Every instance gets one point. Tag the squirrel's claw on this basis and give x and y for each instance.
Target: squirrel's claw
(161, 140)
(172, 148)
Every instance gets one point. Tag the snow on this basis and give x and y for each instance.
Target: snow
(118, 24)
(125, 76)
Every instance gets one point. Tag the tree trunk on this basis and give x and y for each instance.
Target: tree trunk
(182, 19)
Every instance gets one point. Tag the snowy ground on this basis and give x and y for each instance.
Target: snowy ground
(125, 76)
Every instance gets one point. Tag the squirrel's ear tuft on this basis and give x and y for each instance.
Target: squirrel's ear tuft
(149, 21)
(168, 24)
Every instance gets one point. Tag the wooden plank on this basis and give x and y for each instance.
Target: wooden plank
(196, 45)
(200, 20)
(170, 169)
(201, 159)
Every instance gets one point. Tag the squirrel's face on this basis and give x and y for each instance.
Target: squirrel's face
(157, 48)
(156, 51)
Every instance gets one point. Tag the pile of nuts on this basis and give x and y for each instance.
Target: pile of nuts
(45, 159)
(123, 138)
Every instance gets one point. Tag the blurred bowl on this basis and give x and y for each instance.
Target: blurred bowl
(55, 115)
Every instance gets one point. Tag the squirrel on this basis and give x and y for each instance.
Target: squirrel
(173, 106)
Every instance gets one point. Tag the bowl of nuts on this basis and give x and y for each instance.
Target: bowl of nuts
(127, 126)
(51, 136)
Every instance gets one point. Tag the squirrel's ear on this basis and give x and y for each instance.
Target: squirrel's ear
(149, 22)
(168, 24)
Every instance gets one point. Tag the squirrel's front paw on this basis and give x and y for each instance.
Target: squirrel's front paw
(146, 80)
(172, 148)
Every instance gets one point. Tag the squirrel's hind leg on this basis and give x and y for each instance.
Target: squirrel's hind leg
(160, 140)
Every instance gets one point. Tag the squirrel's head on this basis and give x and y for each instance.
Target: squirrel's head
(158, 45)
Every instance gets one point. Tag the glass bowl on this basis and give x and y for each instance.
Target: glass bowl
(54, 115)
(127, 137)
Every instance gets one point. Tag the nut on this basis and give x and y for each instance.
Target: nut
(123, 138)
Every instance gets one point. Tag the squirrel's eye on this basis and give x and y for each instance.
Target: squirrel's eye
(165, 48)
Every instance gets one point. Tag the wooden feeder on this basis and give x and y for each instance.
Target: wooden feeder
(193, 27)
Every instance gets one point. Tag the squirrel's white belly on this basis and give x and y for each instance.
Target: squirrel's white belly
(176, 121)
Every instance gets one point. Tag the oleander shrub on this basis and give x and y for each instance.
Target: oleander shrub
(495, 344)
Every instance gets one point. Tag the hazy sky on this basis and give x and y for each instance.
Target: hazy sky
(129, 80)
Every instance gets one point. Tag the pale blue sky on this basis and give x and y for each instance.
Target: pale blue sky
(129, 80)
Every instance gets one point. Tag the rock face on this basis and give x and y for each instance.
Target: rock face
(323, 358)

----------

**Stated problem:** Reproduce all of the records above word for word, in their original order.

**Exercise response:**
Every instance gets one point. Tag the squirrel's claw on this basis and give x and y for each instance.
Target: squirrel's claw
(161, 140)
(172, 148)
Every instance gets one point. Tag the snow on this basis and give x and y for each instance.
Target: snow
(118, 24)
(125, 76)
Every instance gets one point. Tag the tree trunk on this basis and give x and y for each instance.
Target: tree trunk
(182, 19)
Every instance gets one point. Tag the snowy ground on this basis and give x and y for each instance.
Target: snowy ground
(125, 76)
Every instance gets one point. Tag the squirrel's ear tuft on this basis and give x and y for each instance.
Target: squirrel's ear tuft
(149, 21)
(168, 24)
Every instance gets one point. Tag the wooden plank on this basis and give x and y for each instance.
Target: wooden plank
(196, 45)
(200, 20)
(170, 169)
(201, 159)
Every instance gets one point. Tag the squirrel's face on this basis and give x and y for each instance.
Target: squirrel's face
(157, 48)
(156, 51)
Every instance gets one point. Tag the pile of nuts on this basis and give x and y for each instance.
Target: pile of nuts
(45, 159)
(123, 138)
Every instance gets one point. Tag the blurred bowl on this basis and give x and y for each instance.
Target: blurred bowl
(55, 115)
Every instance gets one point. Tag the squirrel on this basis and give x and y for each instance.
Target: squirrel
(173, 106)
Every instance gets one point. Tag the bowl of nuts on this basis and give x and y for each instance.
Target: bowl of nuts
(127, 126)
(51, 136)
Every instance gets one point. Tag the squirrel's ear on this basis and give x and y for each instance.
Target: squirrel's ear
(149, 22)
(168, 24)
Every instance gets one point. Tag the squirrel's front paw on this basis and give x and y for each instance.
Target: squirrel's front paw
(146, 80)
(172, 148)
Every instance gets one point. Tag the squirrel's hind leg on this basis and give x and y for each instance.
Target: squirrel's hind leg
(160, 140)
Every instance gets one point. Tag the squirrel's head on this basis and give x and y for each instance.
Target: squirrel's head
(158, 45)
Every instance gets one point. Tag the glass bowl on this basis and give x and y for each instance.
Target: glass bowl
(54, 115)
(127, 137)
Every instance gets one point. Tag the nut on this basis and give x and y for each instance.
Target: nut
(123, 138)
Every instance gets one point. Tag the squirrel's eye on this basis and give x and y for each instance.
Target: squirrel's eye
(165, 48)
Every instance gets one point. Tag the wooden feeder on this basis and give x and y for each instance.
Target: wooden feeder
(193, 27)
Every instance gets one point. Tag the squirrel's white belly on this basis and give x and y for each instance.
Target: squirrel's white belly
(176, 121)
Every instance gets one point. Tag the oleander shrub on this basis and give x and y for each instance.
Target: oleander shrub
(495, 344)
Every instance gets one point. Tag the hazy sky on this basis and give x and y for each instance.
Target: hazy sky
(129, 80)
Every instance gets one point. Tag the pale blue sky on this basis and give x and y for each instance.
Target: pale blue sky
(129, 80)
Every instance gets one point. Tag the rock face on this basis and give x and y for each instance.
Target: rock face
(323, 358)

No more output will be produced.